§ **ASSIGNMENT**:
Please restate the lines shown below exactly, every one of them.
========================================
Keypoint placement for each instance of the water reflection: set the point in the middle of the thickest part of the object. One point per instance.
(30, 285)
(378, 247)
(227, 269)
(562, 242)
========================================
§ **RESPONSE TO THE TASK**:
Keypoint placement for each instance of the water reflection: set the point in the middle of the thickest part of the object. One point per instance.
(30, 285)
(378, 247)
(227, 269)
(562, 242)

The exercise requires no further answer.